Task to complete -> Copy out the lines below from the one containing "Practice. Identify the jagged" through the last line, and offset every answer coordinate by 126 while leaving all other numbers as they are. Give only that stretch.
---------- Stored rows ----------
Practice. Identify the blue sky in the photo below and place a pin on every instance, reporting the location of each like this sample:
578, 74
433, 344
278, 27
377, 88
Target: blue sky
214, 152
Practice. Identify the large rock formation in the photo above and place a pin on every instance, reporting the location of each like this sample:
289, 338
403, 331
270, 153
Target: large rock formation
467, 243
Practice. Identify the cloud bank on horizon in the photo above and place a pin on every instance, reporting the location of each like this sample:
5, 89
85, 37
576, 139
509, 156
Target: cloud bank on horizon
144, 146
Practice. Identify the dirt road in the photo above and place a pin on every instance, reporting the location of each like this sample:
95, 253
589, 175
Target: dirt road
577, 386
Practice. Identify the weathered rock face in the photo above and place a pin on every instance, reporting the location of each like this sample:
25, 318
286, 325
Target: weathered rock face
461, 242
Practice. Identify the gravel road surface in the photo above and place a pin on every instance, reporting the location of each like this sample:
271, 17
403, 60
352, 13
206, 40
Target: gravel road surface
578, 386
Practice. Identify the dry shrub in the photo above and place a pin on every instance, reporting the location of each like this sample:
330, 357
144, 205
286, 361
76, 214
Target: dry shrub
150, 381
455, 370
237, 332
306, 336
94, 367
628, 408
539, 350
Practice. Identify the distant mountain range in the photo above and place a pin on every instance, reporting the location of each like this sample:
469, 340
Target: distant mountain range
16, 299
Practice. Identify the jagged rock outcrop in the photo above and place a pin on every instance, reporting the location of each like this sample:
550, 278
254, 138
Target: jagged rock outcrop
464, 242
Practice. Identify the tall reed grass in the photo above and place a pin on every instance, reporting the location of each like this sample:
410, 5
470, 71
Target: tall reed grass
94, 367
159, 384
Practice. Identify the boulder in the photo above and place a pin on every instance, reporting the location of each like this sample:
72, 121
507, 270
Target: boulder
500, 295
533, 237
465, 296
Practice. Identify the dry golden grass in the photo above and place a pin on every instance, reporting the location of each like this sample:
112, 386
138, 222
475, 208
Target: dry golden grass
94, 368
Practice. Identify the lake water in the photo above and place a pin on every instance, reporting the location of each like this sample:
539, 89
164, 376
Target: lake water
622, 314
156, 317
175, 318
----------
Answer to this problem ->
Practice. Identify the jagged rock outcrop in the photo above and place a pin on every instance, reporting the location of each like this sample:
550, 278
254, 138
Target: jagged rock outcrop
590, 368
Practice. Identify the tall reed grass in the photo above and place a pin on every instance, reporting the location of each like this sample:
410, 5
470, 71
Target: tall reed grass
220, 493
285, 510
Practice. Identify the boulder in the photo above and place a pin on every instance, reporting the location of each like this sample:
72, 121
507, 270
Target: boulder
626, 421
659, 363
591, 422
Practice. Identify the dry golden grass in the photo above and place a pin on every instance, reporting the location of each like this sample:
112, 386
138, 222
475, 208
Target: dry golden grass
220, 494
Practice. Identify the lake water in the photo above and place a pin on every instance, reporting the location of each like this sample:
539, 89
164, 376
Target: lake water
748, 440
282, 443
301, 444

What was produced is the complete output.